* STATED EXERCISE *
Rewrite the lines starting with the one containing "the shirt cuff." and going on through the one containing "x=232 y=378", swapping "desk" for "table" and leaving everything else unchanged.

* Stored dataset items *
--
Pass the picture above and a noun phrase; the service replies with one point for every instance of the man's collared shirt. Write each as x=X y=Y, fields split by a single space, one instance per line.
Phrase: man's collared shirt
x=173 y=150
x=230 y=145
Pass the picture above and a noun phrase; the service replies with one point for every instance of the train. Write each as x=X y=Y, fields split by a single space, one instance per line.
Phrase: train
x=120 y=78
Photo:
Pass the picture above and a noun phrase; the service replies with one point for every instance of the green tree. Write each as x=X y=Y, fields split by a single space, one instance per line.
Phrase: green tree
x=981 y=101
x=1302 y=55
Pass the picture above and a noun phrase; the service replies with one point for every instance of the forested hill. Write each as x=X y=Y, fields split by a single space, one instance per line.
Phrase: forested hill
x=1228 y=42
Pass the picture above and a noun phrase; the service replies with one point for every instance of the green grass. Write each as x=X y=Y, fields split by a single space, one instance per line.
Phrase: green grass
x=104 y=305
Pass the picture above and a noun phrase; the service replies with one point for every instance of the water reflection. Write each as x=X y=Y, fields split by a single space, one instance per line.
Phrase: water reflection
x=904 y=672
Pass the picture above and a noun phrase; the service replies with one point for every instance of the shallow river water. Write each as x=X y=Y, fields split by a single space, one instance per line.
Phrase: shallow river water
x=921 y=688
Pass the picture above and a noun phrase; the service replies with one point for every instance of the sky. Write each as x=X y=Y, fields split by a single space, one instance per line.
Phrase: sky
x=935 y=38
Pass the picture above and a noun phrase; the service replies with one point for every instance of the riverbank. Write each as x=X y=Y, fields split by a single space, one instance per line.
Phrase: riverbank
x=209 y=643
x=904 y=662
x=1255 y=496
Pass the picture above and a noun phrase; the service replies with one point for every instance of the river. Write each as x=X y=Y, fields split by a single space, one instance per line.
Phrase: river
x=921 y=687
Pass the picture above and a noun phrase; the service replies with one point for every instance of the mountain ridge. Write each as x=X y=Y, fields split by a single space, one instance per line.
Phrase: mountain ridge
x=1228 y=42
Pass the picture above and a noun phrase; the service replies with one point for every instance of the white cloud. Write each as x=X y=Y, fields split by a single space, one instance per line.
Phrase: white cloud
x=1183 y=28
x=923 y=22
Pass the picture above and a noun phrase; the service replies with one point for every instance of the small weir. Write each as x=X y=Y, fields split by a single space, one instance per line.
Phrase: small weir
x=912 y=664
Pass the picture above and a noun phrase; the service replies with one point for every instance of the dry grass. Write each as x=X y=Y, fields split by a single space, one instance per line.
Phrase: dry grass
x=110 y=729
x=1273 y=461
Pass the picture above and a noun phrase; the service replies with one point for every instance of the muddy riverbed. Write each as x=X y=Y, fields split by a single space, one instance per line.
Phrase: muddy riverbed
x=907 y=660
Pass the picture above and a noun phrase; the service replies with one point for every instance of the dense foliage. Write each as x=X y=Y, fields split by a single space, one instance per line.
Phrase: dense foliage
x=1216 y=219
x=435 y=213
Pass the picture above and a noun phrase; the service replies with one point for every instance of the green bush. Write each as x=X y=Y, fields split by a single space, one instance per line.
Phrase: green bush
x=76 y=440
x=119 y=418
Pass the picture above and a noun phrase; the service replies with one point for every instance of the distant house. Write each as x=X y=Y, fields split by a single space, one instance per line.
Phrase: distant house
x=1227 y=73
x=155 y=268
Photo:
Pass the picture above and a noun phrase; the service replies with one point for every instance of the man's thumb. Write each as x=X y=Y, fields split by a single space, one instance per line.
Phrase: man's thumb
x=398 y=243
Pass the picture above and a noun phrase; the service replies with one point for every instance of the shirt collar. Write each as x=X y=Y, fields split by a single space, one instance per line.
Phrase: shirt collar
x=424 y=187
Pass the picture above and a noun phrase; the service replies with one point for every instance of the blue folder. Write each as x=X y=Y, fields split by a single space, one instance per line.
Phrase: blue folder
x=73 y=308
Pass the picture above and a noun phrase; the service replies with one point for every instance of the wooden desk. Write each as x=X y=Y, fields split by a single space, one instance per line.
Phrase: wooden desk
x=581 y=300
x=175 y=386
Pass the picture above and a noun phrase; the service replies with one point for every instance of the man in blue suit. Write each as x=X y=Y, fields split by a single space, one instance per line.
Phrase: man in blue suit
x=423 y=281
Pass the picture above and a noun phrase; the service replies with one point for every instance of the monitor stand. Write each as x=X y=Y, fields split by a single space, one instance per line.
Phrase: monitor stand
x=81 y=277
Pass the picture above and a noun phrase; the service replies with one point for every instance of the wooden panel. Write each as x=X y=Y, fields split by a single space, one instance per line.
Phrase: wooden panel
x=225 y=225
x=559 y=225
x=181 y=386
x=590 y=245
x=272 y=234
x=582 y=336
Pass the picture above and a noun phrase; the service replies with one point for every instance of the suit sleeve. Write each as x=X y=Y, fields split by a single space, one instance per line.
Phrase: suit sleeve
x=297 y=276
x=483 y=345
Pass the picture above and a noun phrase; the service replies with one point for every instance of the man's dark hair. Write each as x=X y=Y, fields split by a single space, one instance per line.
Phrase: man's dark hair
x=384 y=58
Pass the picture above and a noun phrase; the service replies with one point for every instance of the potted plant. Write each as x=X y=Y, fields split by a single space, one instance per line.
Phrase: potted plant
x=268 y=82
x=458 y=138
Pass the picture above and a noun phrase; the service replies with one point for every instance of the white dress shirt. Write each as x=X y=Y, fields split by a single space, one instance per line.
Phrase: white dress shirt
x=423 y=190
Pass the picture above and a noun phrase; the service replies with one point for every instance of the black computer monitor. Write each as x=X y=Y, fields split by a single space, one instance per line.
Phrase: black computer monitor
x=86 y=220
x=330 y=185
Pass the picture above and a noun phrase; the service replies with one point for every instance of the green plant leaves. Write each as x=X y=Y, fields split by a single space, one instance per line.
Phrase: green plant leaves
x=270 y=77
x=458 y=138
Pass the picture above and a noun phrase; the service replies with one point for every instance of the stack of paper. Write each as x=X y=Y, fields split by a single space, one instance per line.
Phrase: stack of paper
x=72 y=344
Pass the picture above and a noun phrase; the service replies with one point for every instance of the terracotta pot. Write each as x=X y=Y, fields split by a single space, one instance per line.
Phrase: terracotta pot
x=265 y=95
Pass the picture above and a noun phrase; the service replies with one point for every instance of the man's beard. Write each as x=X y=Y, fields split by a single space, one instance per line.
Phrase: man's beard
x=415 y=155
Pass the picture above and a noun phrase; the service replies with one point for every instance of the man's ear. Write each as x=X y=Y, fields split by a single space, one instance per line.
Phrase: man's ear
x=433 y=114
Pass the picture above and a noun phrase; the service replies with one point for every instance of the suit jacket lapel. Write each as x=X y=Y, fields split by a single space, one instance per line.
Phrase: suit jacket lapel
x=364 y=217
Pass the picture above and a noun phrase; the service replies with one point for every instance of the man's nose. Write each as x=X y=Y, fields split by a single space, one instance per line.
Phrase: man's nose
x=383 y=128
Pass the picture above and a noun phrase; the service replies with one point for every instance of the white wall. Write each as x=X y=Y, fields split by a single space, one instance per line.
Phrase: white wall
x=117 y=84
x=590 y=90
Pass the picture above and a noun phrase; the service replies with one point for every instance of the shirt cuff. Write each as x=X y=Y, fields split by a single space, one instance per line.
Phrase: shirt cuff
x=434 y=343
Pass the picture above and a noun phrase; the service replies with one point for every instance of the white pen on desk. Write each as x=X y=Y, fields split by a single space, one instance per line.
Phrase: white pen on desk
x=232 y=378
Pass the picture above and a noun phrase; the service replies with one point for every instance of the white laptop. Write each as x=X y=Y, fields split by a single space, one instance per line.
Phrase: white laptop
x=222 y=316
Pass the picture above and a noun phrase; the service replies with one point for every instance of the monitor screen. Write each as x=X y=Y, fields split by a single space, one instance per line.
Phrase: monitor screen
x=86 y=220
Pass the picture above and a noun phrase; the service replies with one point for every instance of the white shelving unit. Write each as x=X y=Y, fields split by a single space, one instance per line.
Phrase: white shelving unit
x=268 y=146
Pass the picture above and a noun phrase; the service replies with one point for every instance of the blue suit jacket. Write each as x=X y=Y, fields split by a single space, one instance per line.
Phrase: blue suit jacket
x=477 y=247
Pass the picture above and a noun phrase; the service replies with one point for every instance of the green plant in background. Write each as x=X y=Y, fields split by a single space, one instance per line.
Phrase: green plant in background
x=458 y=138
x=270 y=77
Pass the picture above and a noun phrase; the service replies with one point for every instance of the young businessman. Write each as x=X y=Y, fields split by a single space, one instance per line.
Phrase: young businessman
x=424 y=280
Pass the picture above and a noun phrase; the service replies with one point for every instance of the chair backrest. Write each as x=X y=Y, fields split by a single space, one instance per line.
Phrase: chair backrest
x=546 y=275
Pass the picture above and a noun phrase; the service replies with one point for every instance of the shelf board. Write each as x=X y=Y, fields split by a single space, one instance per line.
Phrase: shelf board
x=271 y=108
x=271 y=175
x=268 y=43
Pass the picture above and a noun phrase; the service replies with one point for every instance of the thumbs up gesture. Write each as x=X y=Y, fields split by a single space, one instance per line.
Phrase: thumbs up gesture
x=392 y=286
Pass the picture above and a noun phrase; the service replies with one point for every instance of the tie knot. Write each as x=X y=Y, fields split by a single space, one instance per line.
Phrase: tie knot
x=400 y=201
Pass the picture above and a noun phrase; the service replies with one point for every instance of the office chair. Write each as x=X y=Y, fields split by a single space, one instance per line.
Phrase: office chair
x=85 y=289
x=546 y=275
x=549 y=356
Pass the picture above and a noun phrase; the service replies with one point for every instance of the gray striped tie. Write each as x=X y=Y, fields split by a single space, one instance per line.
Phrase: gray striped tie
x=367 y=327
--
* CORRECT OUTPUT *
Pass the picture above and a noun phrase; the service replies with one point for every instance of the shirt cuff. Write each as x=X y=Y, fields split by a single space, one instance per line.
Phrase: shirt cuff
x=434 y=343
Pass the picture above and a noun phrase; the service replies with one point for every instance of the white pen on table. Write each as x=X y=Y, fields split by a single space, one instance per line.
Phrase: white pen on table
x=232 y=378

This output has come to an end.